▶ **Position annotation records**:
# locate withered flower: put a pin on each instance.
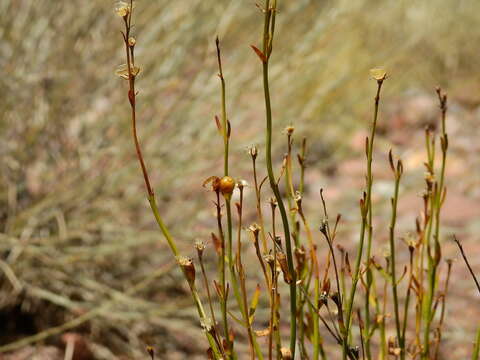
(188, 268)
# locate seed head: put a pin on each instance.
(378, 74)
(253, 151)
(122, 71)
(188, 268)
(242, 184)
(289, 130)
(123, 9)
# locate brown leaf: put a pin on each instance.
(259, 53)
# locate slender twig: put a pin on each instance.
(269, 27)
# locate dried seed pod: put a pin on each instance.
(151, 352)
(282, 260)
(289, 130)
(301, 256)
(200, 246)
(188, 268)
(132, 41)
(286, 353)
(253, 151)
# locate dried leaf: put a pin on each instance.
(259, 53)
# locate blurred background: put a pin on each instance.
(80, 253)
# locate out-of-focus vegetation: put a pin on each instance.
(76, 235)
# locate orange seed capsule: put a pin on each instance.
(227, 184)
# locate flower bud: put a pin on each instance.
(227, 184)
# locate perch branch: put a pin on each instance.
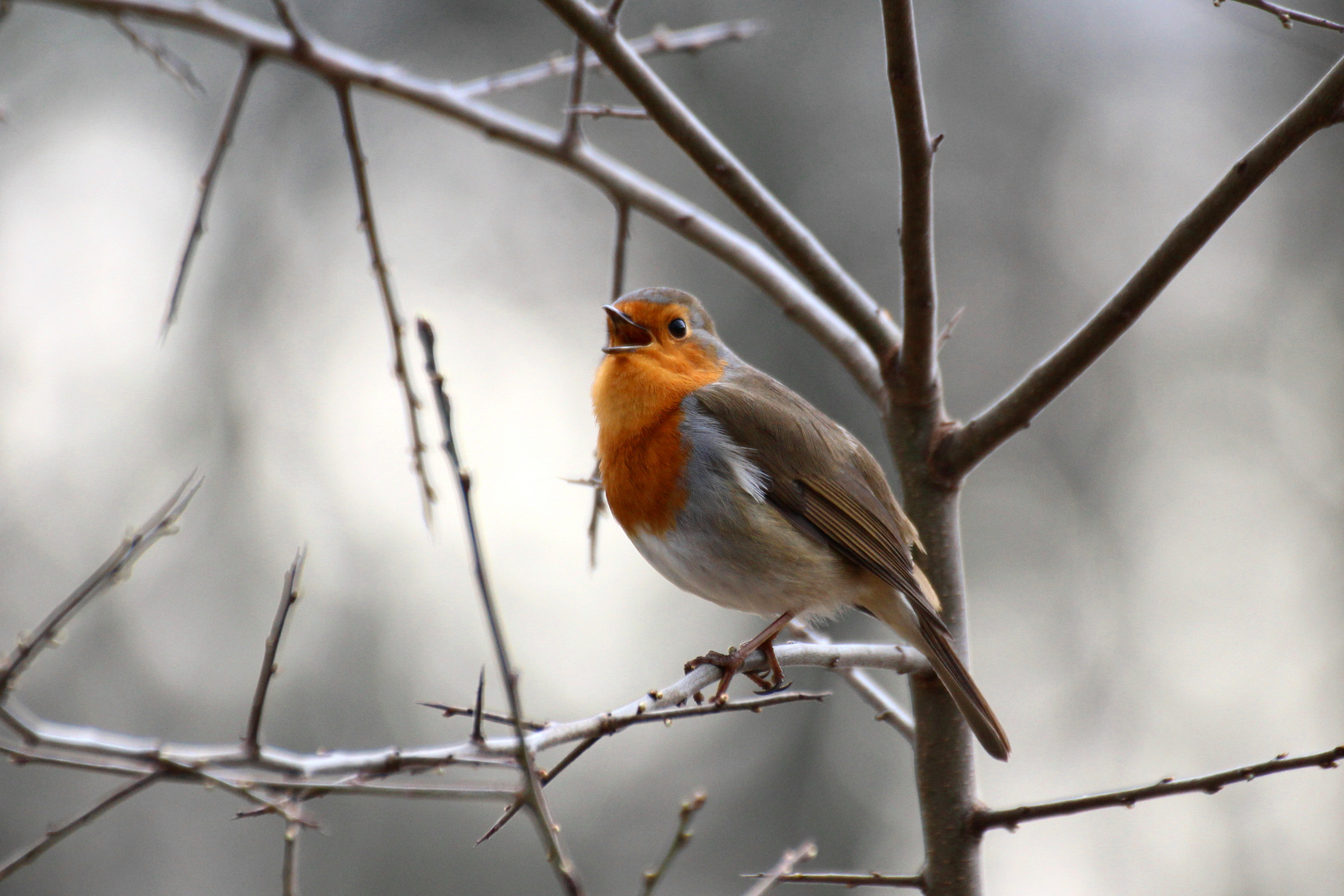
(971, 444)
(919, 295)
(659, 42)
(113, 570)
(679, 841)
(1010, 818)
(526, 759)
(288, 597)
(396, 328)
(251, 60)
(56, 835)
(782, 227)
(1288, 17)
(683, 218)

▶ **TASK TO CARRY OUT**: Print the material above verbatim from start to finish, leaving out the pictures.

▶ **ANSWER FOR THE TASK**:
# locate withered flower: put a pin on each instance.
(188, 268)
# locate seed head: put a pin on each instance.
(378, 74)
(253, 151)
(122, 71)
(188, 268)
(242, 184)
(289, 130)
(123, 9)
# locate brown leaf: put a pin on each instance.
(259, 53)
# locate slender twig: put a pin on each instance.
(269, 27)
# locate dried seed pod: put a pin on each instance.
(151, 352)
(282, 260)
(289, 130)
(301, 256)
(200, 246)
(188, 268)
(132, 41)
(286, 353)
(253, 151)
# locate dried leaf: put a pin on each instance.
(259, 53)
# locate blurred background: put a pin on each instance.
(80, 253)
# locate out-of-focus vegetation: put a pin on each instance.
(76, 235)
# locate orange seed capsule: put a pin on each instance.
(227, 184)
# locate flower bud: put a pin on each instance.
(227, 184)
# locate perch branch: put a pin on each instance.
(971, 444)
(919, 295)
(659, 42)
(113, 570)
(679, 841)
(1010, 818)
(526, 759)
(288, 597)
(396, 328)
(251, 60)
(56, 835)
(782, 227)
(1288, 17)
(683, 218)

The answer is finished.